>> start Data section

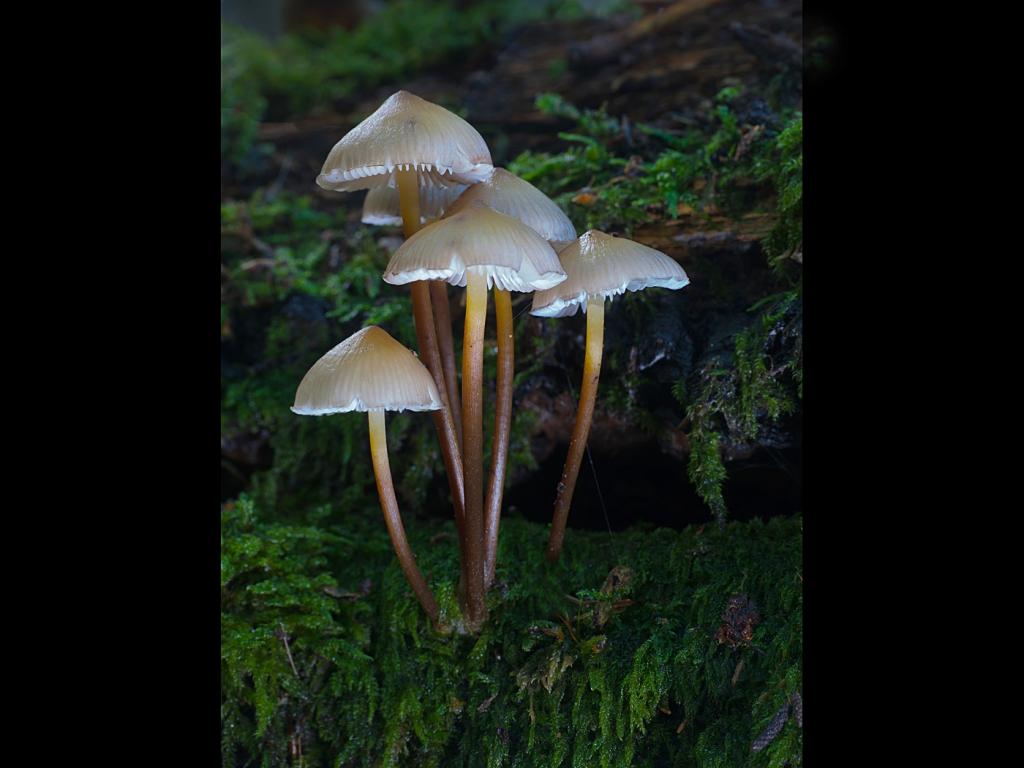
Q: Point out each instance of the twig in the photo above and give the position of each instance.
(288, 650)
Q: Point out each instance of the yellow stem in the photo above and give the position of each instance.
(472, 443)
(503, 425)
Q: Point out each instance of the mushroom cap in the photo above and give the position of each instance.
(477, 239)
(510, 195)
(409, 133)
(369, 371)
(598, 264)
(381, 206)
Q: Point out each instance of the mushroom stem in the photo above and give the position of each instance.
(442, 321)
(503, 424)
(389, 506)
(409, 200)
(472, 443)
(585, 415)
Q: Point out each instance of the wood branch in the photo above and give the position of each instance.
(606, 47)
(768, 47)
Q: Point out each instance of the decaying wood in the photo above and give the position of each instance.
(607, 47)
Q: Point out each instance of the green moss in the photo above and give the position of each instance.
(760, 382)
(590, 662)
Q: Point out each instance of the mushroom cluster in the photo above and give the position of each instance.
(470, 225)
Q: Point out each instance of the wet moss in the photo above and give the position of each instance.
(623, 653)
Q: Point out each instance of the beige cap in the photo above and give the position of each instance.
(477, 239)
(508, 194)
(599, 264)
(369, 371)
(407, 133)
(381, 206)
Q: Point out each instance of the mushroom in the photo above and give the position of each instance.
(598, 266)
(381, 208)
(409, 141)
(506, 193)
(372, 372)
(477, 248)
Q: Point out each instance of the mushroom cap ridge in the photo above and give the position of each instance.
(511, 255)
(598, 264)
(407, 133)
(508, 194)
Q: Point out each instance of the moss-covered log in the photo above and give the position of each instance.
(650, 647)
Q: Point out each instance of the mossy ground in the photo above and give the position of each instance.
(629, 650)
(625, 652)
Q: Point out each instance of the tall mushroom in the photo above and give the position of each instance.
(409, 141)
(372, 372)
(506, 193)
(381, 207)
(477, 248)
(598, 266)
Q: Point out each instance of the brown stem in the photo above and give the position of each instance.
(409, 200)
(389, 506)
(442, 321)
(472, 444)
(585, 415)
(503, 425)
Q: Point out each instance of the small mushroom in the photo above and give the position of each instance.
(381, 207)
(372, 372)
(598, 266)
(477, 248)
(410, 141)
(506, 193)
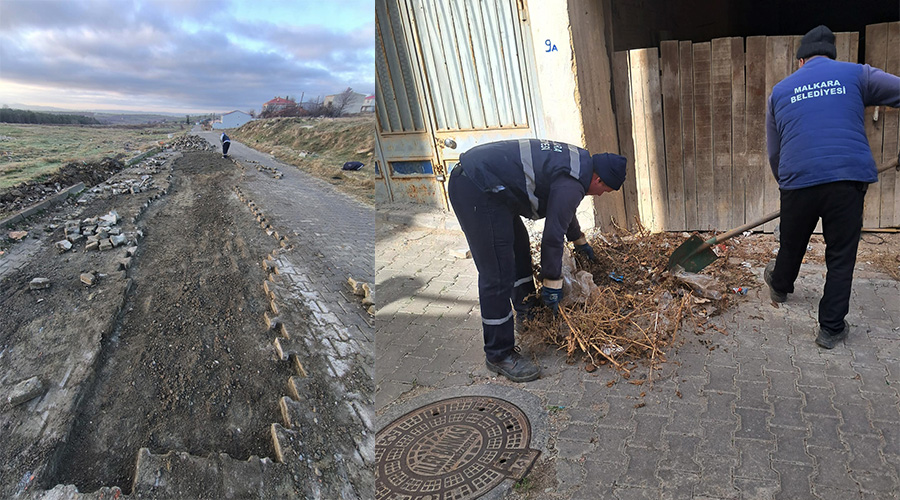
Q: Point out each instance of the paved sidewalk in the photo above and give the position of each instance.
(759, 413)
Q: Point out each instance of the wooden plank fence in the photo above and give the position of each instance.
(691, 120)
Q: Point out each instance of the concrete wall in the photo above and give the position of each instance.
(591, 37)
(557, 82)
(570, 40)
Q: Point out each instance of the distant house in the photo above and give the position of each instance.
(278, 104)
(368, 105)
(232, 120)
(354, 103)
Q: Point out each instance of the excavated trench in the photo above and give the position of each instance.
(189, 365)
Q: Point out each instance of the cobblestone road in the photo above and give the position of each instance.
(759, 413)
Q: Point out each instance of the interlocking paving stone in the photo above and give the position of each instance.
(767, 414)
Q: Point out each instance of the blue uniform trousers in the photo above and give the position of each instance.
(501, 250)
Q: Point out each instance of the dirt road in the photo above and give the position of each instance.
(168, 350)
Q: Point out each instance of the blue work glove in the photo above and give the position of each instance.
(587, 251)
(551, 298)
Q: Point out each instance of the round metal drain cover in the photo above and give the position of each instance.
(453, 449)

>> end Data section

The exercise ▸ Convert every one of the records above into a JSON list of strings, one string per line with blank lines dropped. Leave the pictures out of the list.

The answer ▸
[
  "Q: Point out each instance of the twig in the photo above and give the position of each instance.",
  "(288, 650)",
  "Q: Point out each instance of the yellow stem in the photo above and give the position of each instance.",
  "(472, 443)",
  "(503, 425)",
  "Q: Point out each instance of the mushroom cap in the photo above and give the position of each instance.",
  "(477, 239)",
  "(510, 195)",
  "(409, 133)",
  "(369, 371)",
  "(598, 264)",
  "(381, 206)",
  "Q: Point out each instance of the mushroom stem in the photo above and give the position of each instance.",
  "(442, 321)",
  "(503, 424)",
  "(389, 506)",
  "(409, 200)",
  "(472, 443)",
  "(585, 415)",
  "Q: Point out each instance of the wood branch in the photo above and give the position of each instance.",
  "(606, 47)",
  "(768, 47)",
  "Q: Point out each instance of the decaying wood in the photo above and give the position of each instance.",
  "(607, 47)",
  "Q: Point out each instance of the green moss in the photo above and give the position of each instance.",
  "(760, 382)",
  "(590, 662)",
  "Q: Point out each instance of the mushroom cluster in the photo above and give the position of each instance.",
  "(470, 225)",
  "Q: Point out each instance of the wet moss in the photo above and give the position of each instance.",
  "(623, 653)",
  "Q: Point out each instance of the beige cap in the photo above and give the position of each instance.",
  "(477, 239)",
  "(508, 194)",
  "(599, 264)",
  "(369, 371)",
  "(407, 133)",
  "(381, 206)",
  "Q: Point out each instance of the mushroom in the photo above and give the position of each instance.",
  "(598, 266)",
  "(381, 208)",
  "(409, 141)",
  "(506, 193)",
  "(372, 372)",
  "(477, 248)",
  "Q: Point out each instance of the mushroom cap ridge in the photo above and give the position of each instance.",
  "(511, 255)",
  "(598, 264)",
  "(407, 133)",
  "(508, 194)",
  "Q: Point out each instance of the moss-covered log in the photo above and give the position of each instance.",
  "(650, 647)",
  "Q: Point out each instance of the mossy ground in the photo above and give the position of each instance.",
  "(629, 650)",
  "(625, 652)",
  "Q: Point out each instance of the tall mushroom in the photo above and give the position of each instance.",
  "(409, 141)",
  "(372, 372)",
  "(506, 193)",
  "(381, 207)",
  "(477, 248)",
  "(598, 266)",
  "Q: Point out each instance of the brown stem in the photo above and give the position of each instance.",
  "(409, 200)",
  "(389, 506)",
  "(442, 321)",
  "(472, 444)",
  "(585, 415)",
  "(503, 425)",
  "Q: Point out each instance of the small mushroom in the photo above and give the position of each instance.",
  "(381, 207)",
  "(372, 372)",
  "(598, 266)",
  "(477, 248)",
  "(410, 141)",
  "(506, 193)",
  "Q: Point out each instance of the paved sidewalk in the photo above and give the position of each instance.",
  "(759, 413)",
  "Q: Point out each instance of the wooden plank fence in the photo above and give the position of each instance.",
  "(691, 120)",
  "Q: Point out each instance of the concrete wall in the photo above and give the position of each instance.",
  "(591, 37)",
  "(557, 82)",
  "(570, 40)",
  "Q: Point out each instance of the distant house in the photo above and give the position of each instance.",
  "(278, 104)",
  "(368, 105)",
  "(232, 120)",
  "(354, 103)",
  "Q: Point out each instance of the excavated trench in the photo above and give the position of each instance.",
  "(189, 365)",
  "Q: Point out each instance of the cobblestone road in the photo above and give the position of each instance.",
  "(759, 413)",
  "Q: Point out each instance of the interlocking paving stone in the photo above and give the position of each instance.",
  "(767, 414)",
  "Q: Point out each instance of the blue uniform trousers in the photo above and give the position of each instance.",
  "(501, 250)",
  "Q: Point out each instance of the dirt road in the photo above and give the position of each instance.",
  "(168, 350)",
  "Q: Point out each instance of the blue work glove in the photo above and give the position of each instance.",
  "(587, 251)",
  "(551, 298)",
  "Q: Point out each instance of the round metal drain cover in the photo above and give the position of each instance.",
  "(453, 449)"
]